Requirement a ▸ Swap "harbor wall" for "breakwater" in the listing, starting at the line containing "For the batch job below, identify every window" and ending at the line containing "64,93,290,108", and return those lines with nothing else altered.

Page excerpt ▸
[START]
The plot failed when the men arrived at the event last June two hours too late.

Omar Mohammed Khan, Mohammed Hasseen, Anzal Hussain, Mohammed Saud, Zohaib Ahmed and Jewel Uddin, all from the West Midlands, were in court at the start of a two-day sentencing hearing.

They have already been warned to expect "significant" time in jail.

Five of the six would-be attackers were caught by chance when traffic police stopped their uninsured car - after they had turned back to head home because the EDL rally in Dewsbury, West Yorkshire had finished early.

Police vans believed to be carrying the six men The six plotters arrived at the Old Bailey amid heavy security

Police who later searched the car found it contained weapons, an 18in nail bomb and a partially-assembled pipe bomb. The men had also printed a leaflet described in court as "chilling" which called the Queen a "female devil" and outlined their motivation for the attack.

The message said they planned to kill EDL members in retaliation for their "blasphemy", although in pre-sentence statements the men said they intended only to cause minor injuries and frighten them.

The Old Bailey heard the planned attack could have had repercussions for community relations that would have been still reverberating today.

Had it gone ahead it would have been "bound to draw a response in revenge from its target and those who sympathise with the EDL", prosecutor Bobbie Cheema QC told the court, adding it "would most likely led to a tit-for-tat spiral of violence and terror".

Police and security services had no intelligence about the planned attack, although one of the plotters, Jewel Uddin, was under surveillance in relation to another terror plan.

He was an associate of another group of Birmingham-based Islamists who were jailed after planning their own terror attack.

Uddin was under partial counter-terrorism surveillance and, five days before the aborted EDL attack, was seen by a surveillance officer with fellow plotter Omar Khan buying some of the knives eventually found in the car boot.

A second member of the group, Ahmed, had been separately charged with possession of jihadist magazines that included bomb-making instructions. He was on bail at the time of the failed bombing.
[END]
Data shown ▸
[START]
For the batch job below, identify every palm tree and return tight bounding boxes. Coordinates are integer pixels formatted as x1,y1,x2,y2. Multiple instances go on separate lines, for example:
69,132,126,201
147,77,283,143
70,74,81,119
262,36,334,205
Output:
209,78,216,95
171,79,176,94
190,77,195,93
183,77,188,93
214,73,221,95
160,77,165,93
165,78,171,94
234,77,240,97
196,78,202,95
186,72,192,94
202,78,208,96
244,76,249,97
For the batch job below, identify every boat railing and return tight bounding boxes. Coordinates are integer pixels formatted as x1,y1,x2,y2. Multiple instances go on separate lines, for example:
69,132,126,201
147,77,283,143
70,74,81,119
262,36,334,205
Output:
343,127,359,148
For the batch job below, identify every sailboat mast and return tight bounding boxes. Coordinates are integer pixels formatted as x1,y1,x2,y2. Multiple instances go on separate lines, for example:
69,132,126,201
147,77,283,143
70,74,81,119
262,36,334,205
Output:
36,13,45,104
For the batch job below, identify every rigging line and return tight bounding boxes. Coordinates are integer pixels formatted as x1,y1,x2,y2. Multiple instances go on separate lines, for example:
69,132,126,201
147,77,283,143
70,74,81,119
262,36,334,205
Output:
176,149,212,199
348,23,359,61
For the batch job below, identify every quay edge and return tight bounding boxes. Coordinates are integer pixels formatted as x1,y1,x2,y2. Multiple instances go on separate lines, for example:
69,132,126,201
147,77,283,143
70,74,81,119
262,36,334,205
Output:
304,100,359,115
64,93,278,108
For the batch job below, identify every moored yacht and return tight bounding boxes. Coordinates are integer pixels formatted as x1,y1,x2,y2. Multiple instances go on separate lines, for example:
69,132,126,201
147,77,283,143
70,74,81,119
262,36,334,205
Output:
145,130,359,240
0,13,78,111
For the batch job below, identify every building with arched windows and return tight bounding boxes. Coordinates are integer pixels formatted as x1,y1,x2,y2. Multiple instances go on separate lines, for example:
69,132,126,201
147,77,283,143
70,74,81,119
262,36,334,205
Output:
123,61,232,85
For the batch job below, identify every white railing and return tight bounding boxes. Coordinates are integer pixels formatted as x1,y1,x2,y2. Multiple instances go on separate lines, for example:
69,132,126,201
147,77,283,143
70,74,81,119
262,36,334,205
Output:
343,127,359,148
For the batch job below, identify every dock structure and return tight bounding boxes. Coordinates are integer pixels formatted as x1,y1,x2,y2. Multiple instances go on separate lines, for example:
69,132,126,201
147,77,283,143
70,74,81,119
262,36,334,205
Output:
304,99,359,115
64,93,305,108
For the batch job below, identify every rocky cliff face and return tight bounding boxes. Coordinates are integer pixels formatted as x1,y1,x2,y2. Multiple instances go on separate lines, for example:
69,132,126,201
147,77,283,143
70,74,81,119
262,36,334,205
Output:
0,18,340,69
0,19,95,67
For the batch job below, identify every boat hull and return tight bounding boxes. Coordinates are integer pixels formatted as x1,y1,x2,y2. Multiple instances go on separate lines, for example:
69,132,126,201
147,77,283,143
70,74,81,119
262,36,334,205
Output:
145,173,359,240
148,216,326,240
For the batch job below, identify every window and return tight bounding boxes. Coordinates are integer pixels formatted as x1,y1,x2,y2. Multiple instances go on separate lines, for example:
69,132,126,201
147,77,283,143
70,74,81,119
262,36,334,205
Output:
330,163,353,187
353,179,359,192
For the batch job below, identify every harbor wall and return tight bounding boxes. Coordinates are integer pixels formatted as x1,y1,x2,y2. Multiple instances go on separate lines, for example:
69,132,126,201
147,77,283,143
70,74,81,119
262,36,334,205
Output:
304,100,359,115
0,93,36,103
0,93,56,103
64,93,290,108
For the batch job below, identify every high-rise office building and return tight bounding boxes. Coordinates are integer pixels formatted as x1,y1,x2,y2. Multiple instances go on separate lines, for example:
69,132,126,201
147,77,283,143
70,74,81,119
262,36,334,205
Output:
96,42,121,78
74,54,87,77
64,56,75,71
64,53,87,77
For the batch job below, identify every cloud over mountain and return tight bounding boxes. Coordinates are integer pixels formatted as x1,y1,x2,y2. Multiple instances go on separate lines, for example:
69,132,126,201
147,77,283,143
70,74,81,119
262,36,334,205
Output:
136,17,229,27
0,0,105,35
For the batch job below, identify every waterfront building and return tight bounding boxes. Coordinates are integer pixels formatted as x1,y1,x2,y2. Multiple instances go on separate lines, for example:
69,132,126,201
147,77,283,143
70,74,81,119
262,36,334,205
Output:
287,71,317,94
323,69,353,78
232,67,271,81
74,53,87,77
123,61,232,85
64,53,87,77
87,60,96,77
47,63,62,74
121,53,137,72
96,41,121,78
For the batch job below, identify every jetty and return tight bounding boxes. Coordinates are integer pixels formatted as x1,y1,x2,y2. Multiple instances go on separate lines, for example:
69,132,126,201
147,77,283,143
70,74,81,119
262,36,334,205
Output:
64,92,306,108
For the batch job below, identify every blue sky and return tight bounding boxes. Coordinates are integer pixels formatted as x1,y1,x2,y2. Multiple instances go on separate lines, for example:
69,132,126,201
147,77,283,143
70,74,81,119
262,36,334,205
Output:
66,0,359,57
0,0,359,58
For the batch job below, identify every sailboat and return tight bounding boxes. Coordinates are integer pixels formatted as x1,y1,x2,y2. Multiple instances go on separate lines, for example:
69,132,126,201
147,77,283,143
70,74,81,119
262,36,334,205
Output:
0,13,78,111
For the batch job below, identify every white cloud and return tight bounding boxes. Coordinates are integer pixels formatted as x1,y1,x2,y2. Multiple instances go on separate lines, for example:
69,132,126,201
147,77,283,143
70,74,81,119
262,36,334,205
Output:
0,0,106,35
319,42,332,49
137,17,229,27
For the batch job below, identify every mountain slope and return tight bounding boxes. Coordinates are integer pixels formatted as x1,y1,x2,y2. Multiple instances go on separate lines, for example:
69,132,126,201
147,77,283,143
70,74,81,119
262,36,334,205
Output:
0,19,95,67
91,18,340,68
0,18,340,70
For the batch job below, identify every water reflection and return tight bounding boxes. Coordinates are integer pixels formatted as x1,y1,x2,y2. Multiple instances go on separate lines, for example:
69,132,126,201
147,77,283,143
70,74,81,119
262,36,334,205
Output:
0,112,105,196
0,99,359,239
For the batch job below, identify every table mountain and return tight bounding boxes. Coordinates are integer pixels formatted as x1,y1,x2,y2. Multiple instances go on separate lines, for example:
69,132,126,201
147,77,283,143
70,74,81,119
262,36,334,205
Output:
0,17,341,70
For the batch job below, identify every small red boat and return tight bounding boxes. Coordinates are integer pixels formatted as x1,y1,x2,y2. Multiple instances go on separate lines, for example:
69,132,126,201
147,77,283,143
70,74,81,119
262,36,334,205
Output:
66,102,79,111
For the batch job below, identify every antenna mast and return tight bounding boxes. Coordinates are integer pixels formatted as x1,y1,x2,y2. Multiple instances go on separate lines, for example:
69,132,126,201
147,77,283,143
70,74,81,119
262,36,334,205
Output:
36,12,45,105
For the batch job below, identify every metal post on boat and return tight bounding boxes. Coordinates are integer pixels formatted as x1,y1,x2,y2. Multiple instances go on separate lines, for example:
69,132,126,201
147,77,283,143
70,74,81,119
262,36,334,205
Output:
[END]
Requirement b ▸ Carry on the news report about the failed plot against the EDL rally, beginning after its final sentence.

Response a ▸
For the batch job below, identify every window and return tight bounding boxes. Coordinates are integer pixels formatted as x1,y1,x2,y2. Multiple instances go on separate lines, for example:
69,132,126,201
147,77,283,143
70,74,81,119
262,36,334,205
Output:
330,163,353,187
353,179,359,192
For the batch job below, identify every breakwater and return tight bounding boxes. Coordinates are integer pixels formatted as x1,y1,x2,y2. Multiple instances go on separate lines, for example:
69,132,126,201
147,77,283,143
70,74,81,119
262,36,334,205
Output:
304,100,359,115
0,93,36,103
0,93,56,103
64,93,290,108

Response b ▸
The EDL rally in Dewsbury, June 2012 The Dewsbury EDL rally finished early because of a lack of speakers

Five of the men were from Birmingham - Uddin, 27, Khan, 28, Ahmed, 22, Hasseen, 23 and Hussain, 24. One, Saud, 22, was from nearby Smethwick.

Prosecutors said Hasseen, who was not in the car on the day the other men were stopped, was the most "ideologically committed" of the group.

He was found to have 859 files containing extreme material.

The Old Bailey heard that the men met the day before the botched attack at an Islamic fitness centre in Birmingham where Hussain worked and five of the six were members.

Graffiti

There was a large police presence outside court as around 40 EDL supporters gathered for the start of the sentencing.

EDL leader Tommy Robinson, who claimed he was the target of the attack, briefly appeared in the public gallery with deputy Kevin Carroll before leaving to join other supporters in a nearby pub, BBC correspondent Dominic Casciani said.

The sentencing comes as police investigate the destruction of a Somali community centre in north London which was daubed with graffiti saying "EDL" and destroyed by fire.

Counter-terrorism police are investigating the blaze which follows a reported rise in attacks against Muslims since the killing of soldier Lee Rigby in Woolwich last month.

The EDL have held a series of protests since Drummer Rigby's death, including one near his barracks on the night he was killed.